Print exactly the lines from the line with "Point to the red poppy" to the last line of the data, please, both included.

===

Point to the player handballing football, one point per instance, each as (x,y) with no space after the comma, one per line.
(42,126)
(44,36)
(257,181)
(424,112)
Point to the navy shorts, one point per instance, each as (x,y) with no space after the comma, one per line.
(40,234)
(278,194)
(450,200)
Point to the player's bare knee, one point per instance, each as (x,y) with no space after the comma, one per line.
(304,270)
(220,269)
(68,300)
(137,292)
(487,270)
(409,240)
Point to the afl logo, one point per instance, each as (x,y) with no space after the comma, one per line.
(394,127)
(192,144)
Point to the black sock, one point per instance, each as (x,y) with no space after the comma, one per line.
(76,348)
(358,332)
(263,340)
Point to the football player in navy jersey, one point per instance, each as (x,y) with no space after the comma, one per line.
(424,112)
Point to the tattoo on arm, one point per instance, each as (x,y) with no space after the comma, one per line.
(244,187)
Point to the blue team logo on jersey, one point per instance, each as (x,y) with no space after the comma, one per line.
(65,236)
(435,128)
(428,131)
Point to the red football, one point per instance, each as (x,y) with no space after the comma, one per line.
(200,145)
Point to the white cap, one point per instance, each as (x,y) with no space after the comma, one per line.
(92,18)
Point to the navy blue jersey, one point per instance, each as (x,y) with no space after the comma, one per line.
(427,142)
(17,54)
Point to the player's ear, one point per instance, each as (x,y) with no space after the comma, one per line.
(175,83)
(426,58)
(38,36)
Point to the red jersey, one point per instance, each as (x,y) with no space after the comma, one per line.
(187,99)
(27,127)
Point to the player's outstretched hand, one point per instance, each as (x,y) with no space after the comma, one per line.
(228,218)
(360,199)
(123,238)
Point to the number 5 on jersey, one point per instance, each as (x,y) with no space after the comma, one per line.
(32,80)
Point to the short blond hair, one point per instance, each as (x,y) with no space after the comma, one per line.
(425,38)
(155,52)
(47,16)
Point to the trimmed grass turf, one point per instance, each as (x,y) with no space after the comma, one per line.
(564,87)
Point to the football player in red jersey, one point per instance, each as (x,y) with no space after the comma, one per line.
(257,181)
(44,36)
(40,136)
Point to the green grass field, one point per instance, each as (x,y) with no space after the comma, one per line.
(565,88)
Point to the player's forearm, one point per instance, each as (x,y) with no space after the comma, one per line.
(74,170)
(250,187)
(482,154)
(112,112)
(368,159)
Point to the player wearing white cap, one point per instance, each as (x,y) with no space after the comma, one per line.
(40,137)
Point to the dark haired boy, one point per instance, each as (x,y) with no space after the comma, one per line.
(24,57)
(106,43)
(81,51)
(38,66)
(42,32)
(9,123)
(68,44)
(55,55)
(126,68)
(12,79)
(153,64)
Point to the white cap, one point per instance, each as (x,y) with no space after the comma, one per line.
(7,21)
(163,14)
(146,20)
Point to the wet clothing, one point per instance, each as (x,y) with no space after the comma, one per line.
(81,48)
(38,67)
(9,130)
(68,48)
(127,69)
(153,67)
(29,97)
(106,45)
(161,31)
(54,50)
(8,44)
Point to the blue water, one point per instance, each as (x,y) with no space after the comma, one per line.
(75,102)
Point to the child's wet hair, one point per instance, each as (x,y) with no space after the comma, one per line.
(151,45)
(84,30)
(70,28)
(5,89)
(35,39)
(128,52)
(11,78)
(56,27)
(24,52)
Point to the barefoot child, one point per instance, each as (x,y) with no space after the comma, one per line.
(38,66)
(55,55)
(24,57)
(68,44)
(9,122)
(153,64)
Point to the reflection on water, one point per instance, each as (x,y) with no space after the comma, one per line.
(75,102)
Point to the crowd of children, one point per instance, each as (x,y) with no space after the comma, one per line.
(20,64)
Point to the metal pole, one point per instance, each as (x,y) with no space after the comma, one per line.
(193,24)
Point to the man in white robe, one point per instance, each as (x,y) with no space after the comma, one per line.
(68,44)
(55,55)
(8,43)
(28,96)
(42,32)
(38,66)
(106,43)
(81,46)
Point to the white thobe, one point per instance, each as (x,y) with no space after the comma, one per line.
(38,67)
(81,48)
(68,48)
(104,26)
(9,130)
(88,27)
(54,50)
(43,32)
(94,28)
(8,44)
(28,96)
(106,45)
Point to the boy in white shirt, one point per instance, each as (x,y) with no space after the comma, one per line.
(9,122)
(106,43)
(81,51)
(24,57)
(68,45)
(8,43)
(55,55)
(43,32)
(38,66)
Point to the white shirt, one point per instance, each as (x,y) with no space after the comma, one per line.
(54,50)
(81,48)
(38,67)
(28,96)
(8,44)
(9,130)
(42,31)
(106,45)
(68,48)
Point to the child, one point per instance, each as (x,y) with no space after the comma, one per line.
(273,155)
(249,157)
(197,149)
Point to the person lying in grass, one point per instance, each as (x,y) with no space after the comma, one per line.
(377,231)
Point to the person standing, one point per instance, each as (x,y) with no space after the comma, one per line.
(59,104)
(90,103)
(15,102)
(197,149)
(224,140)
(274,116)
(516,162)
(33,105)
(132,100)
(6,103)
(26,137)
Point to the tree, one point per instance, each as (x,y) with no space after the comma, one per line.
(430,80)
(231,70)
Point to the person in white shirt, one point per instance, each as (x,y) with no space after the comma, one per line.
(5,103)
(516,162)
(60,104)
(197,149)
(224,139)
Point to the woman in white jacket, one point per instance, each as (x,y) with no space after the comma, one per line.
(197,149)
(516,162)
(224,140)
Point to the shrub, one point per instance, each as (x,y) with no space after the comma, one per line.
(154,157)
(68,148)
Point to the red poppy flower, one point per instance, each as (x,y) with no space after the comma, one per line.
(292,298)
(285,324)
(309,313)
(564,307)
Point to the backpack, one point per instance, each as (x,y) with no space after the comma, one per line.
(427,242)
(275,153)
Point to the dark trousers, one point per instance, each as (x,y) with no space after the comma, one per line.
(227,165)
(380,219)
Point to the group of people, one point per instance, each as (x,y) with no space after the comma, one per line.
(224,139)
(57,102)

===

• [TASK OUTPUT]:
Point to the red poppy flower, one point per instance, each as (x,y) with no space after the comma, one per line.
(292,298)
(285,324)
(309,313)
(564,307)
Point to the backpack, one point per instance, each as (x,y) with no space after the comma, one per line.
(427,242)
(275,153)
Point to the dark trousers, one point per instance, each as (x,y) with no space after the comma, one per line.
(227,165)
(380,219)
Point to the group of people, one point per instance, each as (x,y) with no space after the comma, one per line.
(224,139)
(57,102)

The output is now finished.